▶ **抜粋**
• • • • •

例えば国内債券は2019年6月末現在では基本35%ですが26.93%です。この比率は国内債券についてはプラスマイナス10%までは許容されています。
各資産ともにこのプラスマイナス幅は決まっており、国内株式は基本25%に対してプラスマイナス9%、外国株式は基本25%に対してプラスマイナス8%です。
そして今回取り上げる外国債券は基本15%に対してプラスマイナス4%まで許容されています。2019年6月現在は上記表にもあるように、18.05%で基本15%で4%の余地があるので19%まで認められるにしてもあと1%と迫ってきています。
現状でも国内株式と海外株式という比較的リスクの高い資産が、50%ということで、私たちの年金をそんなにリスクの高い商品で運用するなんて!!
と批判が出ています。
しかし、、GPIFは通算ではかなりの運用益を出しています。

• • • • •

▶ **目標 A**
GPIFの資産配分についての抜粋で、外国株式の基本比率に対して許容されている幅はいくつですか？
▶ **目標 B**
GPIFの資産配分についての抜粋の最後の文に続けて、その先を書き足してください。

• • • • •

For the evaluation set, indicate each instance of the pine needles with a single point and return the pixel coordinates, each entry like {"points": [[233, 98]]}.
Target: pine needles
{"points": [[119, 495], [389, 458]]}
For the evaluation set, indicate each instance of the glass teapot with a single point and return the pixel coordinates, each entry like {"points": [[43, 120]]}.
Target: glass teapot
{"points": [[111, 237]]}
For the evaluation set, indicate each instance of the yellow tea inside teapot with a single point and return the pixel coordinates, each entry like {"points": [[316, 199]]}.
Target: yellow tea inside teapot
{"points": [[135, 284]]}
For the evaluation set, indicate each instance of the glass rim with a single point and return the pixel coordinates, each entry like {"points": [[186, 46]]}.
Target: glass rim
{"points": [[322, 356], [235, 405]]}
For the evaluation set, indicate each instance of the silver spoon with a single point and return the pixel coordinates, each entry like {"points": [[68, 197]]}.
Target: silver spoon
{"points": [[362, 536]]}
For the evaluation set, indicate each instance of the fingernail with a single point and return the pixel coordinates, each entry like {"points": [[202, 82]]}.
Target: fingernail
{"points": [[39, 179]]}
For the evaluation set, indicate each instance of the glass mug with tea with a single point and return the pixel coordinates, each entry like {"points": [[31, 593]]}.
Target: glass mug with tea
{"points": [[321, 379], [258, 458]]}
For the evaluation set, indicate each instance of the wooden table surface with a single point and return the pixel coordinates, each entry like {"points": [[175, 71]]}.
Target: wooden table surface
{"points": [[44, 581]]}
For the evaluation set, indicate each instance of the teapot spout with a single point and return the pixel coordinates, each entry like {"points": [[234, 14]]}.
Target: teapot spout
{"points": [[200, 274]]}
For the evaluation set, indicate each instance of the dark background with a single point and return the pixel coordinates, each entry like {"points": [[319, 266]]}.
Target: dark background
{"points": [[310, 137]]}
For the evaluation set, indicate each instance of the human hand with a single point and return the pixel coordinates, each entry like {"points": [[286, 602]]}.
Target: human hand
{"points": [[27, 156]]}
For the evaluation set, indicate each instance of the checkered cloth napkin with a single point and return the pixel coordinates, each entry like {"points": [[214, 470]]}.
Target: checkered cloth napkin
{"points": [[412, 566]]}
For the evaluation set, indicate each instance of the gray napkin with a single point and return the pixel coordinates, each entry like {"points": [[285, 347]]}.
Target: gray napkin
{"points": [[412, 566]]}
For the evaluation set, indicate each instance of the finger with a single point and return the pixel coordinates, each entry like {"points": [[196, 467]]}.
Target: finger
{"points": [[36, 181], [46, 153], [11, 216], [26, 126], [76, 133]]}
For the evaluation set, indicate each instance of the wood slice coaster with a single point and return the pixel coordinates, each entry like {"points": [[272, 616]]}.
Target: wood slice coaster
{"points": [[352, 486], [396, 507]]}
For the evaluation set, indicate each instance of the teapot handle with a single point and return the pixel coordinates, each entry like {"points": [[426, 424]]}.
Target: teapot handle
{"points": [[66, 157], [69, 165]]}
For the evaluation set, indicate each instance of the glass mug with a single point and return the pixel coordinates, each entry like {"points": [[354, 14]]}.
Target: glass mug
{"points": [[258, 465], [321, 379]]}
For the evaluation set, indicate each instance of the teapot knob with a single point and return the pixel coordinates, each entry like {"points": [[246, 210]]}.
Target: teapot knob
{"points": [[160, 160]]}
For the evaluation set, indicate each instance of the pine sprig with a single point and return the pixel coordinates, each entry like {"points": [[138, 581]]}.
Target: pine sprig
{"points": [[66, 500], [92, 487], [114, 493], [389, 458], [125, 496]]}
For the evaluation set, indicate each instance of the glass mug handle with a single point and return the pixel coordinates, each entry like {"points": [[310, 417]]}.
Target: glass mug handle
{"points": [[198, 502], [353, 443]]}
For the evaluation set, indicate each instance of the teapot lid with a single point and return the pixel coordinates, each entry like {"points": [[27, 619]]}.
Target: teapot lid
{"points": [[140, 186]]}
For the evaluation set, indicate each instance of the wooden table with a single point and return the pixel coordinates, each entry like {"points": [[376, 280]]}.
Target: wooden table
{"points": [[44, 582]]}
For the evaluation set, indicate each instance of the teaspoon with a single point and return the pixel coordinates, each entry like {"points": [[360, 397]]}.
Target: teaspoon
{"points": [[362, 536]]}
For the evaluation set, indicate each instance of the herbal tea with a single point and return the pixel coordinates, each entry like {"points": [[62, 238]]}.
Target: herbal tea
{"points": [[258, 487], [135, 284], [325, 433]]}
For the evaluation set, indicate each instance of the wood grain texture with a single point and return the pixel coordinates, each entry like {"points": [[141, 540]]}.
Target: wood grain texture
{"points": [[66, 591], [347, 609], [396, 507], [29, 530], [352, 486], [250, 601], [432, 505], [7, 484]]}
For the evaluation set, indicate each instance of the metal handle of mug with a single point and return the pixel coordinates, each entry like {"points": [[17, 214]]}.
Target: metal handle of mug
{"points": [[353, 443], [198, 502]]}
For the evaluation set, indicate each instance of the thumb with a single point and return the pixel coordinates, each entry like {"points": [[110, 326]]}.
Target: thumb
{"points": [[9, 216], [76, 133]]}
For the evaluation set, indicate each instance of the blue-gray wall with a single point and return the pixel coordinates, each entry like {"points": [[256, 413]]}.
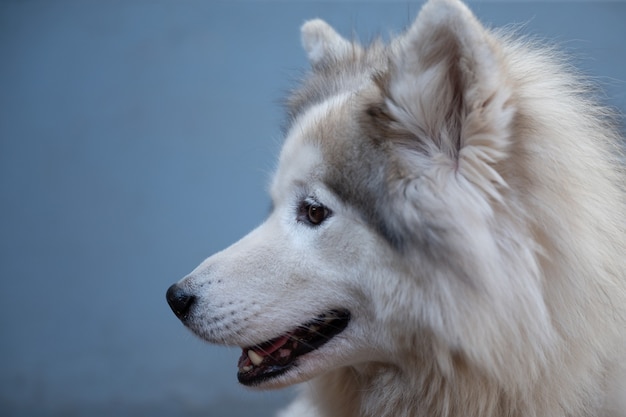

• • • • •

▶ **演習結果 A**
プラスマイナス8%です。

▶ **演習結果 B**
2001年~2019年第一四半期までで年率3%で運用をしていて、累積で約66兆円の収益を出しているんです。もちろんその間には、市場の環境変化によって運用実績がマイナスになることがあります。
四半期ごとの実績などで切り取れば、GPIFの運用益はマイナスになることもあります。
プラスになっても特に騒がれず、選挙が近い時期にマイナスをだすとたたかれるというGPIFは非常にかわいそうな人たちなのです。
そうはいっても、私たちの年金160兆円分をマスコミを始め、多くの人の目にさらされながら、国内と外国の株式というリスク資産を半分も抱えている資産配分で収益を出しているのはものすごく優秀な実績です。
投資をしている人ならこのすごさが分かるはずです。
外国債券というリスクの高い資産をなぜ増やす?
海外債券の次にリスクの高い資産が国内株式、国内株式に次いで、またはそれに匹敵するリスクを含んでいる資産が外国債券なのです。
なぜ外国債券の比率を増やすのでしょうか?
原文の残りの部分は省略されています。